STUDY TEXT START

Uganda is set to immunise about eight million children below the age of five during the polio vaccination campaign which kicks off today.
Speaking to journalists after flagging off the immunisation equipment at Kololo airstrip, the Minister for Health, Dr Jane Ruth Aceng, said the exercise would be conducted door-to-door countrywide from January 14 to 16.
Aceng noted that there is a large number of unvaccinated and under vaccinated children under five years and revealed plans by health workers to ensure that success of the campaign which has been postponed for quite a while.
The UNICEF representative in Uganda, Dr Mohamed El Munir A. Safieldin said one of Uganda’s greatest achievements over the past 20 years has been the ability to keep a huge number of children alive.
He added that back in 2000, Uganda’s mortality rate for children under five years was 151 deaths per 1,000 live births.
“That has changed, by 2016, under-5years deaths had dropped by more than half, to around 64 deaths per 1,000 live births, still way too high, but a huge achievement in an extremely short time. And those achievements happened because of investment in Uganda’s health sector.

STUDY TEXT END
INFORMATION PROVIDED START

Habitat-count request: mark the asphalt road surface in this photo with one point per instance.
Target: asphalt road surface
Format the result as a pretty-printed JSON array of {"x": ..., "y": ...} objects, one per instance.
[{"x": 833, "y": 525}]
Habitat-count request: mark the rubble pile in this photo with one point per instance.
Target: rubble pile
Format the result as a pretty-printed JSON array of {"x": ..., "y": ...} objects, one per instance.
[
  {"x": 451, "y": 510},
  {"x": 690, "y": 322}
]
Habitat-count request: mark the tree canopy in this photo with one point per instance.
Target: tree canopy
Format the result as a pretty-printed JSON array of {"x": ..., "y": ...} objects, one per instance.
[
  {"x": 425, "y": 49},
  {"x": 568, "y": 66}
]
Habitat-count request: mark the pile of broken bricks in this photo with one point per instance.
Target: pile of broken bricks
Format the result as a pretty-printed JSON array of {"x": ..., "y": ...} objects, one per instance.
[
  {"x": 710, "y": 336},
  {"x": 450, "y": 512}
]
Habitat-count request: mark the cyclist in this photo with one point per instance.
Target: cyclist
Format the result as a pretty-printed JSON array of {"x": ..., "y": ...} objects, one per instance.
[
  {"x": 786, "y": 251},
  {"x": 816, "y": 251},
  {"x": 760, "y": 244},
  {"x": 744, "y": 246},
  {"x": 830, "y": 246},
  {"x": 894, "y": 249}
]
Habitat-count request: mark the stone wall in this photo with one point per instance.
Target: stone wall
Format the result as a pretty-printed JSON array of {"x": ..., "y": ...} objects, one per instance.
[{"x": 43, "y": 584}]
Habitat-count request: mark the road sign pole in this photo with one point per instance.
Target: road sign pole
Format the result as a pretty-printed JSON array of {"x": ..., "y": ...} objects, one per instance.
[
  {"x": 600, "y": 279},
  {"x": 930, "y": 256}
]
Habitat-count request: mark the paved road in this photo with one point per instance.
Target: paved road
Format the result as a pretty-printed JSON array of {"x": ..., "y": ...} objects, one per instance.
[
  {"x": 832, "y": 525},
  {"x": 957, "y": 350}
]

INFORMATION PROVIDED END

ASSIGNMENT
Resume the article on Uganda's polio vaccination campaign, picking up right after its last sentence. The rows aren't needed for this.

RESULT OF THIS EXERCISE
“Government of Uganda together with its partners improved water and sanitation, nutrition treatments, health data tracking, and maternal and neonatal care , while increasing investments in community –based outreach to give more children a healthy start”,Munir stated.
He added that protecting children against vaccine-preventable disease requires having the right quantities of vaccines at the right time.
Gavi, the vaccine alliance donated equipment worth $8.3 million, which include 1,311 solar-powered fridges, 124 on-grid fridges, five walk-in cold room mono-blocks and196 vaccine carriers.
Last year in August 2021, Uganda announced that there was a polio outbreak in the country after samples on faecal matter collected from Lubingi tested positive.
The Ministry of Health warned that it was the rare wild poliovirus type 2, whose vaccine was withdrawn from the country’s routine immunization exercises in 2016.